**Data for the task**.
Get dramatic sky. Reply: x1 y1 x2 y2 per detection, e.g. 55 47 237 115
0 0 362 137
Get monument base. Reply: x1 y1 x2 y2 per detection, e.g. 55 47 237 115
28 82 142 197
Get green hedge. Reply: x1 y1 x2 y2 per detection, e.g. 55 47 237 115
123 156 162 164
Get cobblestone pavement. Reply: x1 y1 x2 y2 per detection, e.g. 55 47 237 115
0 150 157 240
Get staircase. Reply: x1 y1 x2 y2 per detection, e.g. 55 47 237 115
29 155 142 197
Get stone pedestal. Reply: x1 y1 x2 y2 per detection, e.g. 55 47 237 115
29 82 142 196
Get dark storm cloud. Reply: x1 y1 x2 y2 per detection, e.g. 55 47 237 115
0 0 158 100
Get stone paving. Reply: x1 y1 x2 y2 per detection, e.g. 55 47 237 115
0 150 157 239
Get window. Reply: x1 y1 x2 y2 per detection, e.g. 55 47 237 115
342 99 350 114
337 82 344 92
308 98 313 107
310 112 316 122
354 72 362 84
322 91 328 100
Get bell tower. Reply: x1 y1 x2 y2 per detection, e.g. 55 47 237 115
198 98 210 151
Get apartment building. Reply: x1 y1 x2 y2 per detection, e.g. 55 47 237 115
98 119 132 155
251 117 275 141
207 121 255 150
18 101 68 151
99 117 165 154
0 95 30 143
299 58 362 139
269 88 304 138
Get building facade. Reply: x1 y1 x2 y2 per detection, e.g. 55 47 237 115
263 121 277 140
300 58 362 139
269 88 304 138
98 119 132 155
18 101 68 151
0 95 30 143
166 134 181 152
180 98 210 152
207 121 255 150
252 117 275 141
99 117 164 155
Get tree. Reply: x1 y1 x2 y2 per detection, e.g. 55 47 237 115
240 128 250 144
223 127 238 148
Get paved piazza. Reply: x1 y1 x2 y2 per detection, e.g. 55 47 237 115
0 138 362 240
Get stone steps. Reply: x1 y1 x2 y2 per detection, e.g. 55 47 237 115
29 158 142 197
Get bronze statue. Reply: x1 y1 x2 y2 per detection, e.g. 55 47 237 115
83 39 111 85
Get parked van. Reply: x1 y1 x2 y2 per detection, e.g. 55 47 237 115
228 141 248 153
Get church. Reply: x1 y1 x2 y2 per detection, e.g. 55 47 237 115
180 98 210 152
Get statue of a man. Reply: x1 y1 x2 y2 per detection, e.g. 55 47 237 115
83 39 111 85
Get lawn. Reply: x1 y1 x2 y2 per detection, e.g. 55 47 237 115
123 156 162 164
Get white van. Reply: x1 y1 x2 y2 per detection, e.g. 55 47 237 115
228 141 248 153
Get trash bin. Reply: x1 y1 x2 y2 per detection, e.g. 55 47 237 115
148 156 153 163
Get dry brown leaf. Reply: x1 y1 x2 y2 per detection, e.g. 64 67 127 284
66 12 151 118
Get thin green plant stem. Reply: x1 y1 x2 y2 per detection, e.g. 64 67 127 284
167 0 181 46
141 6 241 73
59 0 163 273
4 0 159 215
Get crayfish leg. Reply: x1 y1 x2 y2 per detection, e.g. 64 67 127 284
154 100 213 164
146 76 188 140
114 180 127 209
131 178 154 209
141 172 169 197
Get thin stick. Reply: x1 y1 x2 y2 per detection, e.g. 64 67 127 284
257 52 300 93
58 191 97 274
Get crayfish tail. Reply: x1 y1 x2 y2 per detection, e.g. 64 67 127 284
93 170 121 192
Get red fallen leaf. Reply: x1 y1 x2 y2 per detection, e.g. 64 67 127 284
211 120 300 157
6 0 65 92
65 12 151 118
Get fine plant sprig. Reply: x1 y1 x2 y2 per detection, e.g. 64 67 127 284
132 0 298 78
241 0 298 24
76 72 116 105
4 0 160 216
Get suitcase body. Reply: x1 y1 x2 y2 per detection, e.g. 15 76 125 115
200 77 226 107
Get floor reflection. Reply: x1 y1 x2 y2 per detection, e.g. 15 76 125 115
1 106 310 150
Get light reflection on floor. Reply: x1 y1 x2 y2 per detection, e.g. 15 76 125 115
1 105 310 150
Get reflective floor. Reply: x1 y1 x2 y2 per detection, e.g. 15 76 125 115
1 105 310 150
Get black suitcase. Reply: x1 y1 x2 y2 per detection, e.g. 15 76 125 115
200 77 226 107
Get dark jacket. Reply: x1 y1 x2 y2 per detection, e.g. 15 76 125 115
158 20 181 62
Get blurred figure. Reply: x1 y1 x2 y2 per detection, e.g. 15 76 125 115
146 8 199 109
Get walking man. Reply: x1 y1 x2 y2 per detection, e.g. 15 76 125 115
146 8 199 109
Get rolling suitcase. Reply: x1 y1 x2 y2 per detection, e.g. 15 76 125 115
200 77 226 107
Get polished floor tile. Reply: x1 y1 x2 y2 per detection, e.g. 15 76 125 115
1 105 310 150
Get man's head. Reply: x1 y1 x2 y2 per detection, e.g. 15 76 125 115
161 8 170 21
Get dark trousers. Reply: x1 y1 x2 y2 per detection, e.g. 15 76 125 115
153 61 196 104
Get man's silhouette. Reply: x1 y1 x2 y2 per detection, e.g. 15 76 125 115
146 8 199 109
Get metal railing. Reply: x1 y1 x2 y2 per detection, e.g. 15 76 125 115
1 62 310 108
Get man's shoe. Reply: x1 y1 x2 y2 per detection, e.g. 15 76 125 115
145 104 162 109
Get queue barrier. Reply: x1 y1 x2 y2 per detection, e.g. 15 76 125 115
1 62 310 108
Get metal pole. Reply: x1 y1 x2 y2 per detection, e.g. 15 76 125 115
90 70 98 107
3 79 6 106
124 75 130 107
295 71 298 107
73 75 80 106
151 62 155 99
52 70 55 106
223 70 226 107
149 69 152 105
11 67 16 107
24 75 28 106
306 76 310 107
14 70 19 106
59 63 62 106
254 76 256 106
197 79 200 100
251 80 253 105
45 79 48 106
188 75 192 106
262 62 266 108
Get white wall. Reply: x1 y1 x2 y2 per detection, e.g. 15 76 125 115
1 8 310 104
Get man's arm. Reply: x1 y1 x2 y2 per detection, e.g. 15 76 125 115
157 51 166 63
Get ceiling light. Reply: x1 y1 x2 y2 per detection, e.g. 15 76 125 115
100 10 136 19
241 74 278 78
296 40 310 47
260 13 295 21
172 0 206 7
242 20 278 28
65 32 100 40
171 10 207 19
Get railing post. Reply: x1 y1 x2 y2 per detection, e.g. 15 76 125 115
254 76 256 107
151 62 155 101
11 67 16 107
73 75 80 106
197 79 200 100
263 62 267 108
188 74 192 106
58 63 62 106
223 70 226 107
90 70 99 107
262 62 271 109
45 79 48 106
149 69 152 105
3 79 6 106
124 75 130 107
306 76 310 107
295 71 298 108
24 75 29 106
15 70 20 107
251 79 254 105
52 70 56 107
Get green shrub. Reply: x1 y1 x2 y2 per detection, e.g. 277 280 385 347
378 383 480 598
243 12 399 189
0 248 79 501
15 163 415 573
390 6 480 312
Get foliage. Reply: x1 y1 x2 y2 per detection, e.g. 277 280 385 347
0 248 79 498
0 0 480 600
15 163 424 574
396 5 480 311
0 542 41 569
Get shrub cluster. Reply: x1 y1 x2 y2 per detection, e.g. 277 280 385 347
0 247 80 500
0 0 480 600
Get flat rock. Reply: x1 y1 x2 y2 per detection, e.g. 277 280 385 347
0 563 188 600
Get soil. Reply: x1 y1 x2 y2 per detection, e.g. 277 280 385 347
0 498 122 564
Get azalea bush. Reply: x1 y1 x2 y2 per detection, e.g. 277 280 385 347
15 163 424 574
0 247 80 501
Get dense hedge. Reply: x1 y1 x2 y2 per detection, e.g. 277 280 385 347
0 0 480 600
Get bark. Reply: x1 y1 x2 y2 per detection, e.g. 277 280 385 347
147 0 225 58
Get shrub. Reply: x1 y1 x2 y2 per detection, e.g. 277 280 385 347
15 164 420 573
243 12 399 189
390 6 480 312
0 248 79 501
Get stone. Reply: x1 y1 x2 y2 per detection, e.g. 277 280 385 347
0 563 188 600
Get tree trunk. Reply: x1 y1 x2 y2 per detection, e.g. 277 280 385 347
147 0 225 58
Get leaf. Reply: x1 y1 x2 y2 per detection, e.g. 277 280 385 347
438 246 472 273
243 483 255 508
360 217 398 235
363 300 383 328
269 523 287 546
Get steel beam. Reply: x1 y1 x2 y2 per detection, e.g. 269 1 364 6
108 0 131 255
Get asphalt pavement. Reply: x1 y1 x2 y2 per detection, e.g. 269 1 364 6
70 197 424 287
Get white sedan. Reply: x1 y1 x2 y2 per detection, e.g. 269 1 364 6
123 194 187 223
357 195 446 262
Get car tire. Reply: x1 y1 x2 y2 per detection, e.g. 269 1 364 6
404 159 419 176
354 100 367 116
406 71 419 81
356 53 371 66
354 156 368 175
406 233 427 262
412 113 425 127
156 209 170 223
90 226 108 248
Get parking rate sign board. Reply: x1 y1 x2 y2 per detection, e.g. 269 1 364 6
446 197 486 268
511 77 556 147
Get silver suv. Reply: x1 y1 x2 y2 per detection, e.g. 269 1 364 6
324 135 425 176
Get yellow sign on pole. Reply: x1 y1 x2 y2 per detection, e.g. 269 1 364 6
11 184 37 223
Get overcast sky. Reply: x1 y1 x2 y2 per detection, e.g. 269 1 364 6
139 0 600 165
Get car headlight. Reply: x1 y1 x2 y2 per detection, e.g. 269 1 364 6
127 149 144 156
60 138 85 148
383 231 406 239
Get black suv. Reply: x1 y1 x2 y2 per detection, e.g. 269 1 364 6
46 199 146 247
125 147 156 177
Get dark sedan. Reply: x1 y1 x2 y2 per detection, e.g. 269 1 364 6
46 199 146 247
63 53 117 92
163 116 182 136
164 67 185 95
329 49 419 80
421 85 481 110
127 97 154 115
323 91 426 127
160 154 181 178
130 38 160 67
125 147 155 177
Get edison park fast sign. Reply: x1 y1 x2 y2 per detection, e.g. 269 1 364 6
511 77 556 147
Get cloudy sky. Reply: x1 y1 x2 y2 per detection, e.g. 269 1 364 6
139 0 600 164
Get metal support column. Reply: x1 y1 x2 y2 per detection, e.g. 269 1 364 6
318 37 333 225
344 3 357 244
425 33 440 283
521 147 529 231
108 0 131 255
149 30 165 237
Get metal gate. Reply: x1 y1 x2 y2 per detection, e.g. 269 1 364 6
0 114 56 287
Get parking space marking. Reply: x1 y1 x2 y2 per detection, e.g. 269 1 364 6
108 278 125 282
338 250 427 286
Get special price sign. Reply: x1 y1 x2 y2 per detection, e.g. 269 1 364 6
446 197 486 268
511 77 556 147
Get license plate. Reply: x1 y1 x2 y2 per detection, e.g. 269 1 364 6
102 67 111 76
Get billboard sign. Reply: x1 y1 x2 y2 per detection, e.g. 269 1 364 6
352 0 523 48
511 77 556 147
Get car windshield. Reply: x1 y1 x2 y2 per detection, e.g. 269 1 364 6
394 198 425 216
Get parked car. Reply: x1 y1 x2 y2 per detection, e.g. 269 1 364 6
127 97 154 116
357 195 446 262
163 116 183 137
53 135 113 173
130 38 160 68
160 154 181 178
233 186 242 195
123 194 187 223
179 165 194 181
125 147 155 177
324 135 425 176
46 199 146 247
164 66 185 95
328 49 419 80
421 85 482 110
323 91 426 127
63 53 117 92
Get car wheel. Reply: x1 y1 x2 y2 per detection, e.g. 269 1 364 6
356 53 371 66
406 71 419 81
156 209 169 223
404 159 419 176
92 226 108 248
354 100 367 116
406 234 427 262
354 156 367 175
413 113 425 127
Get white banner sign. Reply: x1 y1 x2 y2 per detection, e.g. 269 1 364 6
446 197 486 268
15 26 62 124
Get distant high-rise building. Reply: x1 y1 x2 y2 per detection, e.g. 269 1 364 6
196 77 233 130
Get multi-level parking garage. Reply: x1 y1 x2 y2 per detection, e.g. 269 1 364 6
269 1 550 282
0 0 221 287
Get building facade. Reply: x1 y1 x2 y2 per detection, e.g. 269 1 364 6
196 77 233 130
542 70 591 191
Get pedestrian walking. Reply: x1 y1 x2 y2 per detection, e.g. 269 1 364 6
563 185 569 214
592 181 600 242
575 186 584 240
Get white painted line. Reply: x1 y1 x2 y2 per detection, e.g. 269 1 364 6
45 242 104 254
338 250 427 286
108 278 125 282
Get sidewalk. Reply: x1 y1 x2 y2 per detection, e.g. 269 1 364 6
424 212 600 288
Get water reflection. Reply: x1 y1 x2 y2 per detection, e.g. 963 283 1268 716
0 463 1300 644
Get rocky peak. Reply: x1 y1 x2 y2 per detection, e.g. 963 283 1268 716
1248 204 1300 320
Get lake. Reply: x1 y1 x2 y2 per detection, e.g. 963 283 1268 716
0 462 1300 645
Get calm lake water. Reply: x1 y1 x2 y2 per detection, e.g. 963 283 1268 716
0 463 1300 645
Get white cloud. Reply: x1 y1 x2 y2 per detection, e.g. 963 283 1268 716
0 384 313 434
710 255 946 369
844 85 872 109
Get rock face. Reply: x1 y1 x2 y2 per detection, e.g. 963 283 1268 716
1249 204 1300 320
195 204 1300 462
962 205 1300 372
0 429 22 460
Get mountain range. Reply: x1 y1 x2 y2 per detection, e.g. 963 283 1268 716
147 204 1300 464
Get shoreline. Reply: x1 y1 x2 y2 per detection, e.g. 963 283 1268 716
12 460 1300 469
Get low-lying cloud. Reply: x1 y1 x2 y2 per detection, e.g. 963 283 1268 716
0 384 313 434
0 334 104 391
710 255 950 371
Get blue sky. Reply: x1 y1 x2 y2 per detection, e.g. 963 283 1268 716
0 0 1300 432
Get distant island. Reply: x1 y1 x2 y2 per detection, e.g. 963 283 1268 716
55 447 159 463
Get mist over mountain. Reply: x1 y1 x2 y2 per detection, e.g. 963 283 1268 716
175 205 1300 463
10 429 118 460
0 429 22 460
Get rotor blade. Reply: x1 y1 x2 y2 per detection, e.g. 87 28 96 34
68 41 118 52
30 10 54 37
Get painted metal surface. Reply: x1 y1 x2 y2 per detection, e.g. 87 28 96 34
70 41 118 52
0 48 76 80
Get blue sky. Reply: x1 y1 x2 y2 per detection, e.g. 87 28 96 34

**What to do**. Please tally the lines in the listing that contain the word "statue" and reply with only the number.

**The response**. 2